Records for the task:

________________

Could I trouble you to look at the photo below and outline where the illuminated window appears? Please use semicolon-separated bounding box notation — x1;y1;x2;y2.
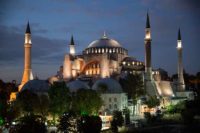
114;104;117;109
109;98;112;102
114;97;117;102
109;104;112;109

________________

Prompt: Locate each line of the rows above that contains the word "illuminated" and copy it out. Case matters.

Worked answer:
Could I trouble you to look at the photo below and outline where the illuminated window appears? Please use semicolon-separated bounding box notation — x1;y1;x2;y2.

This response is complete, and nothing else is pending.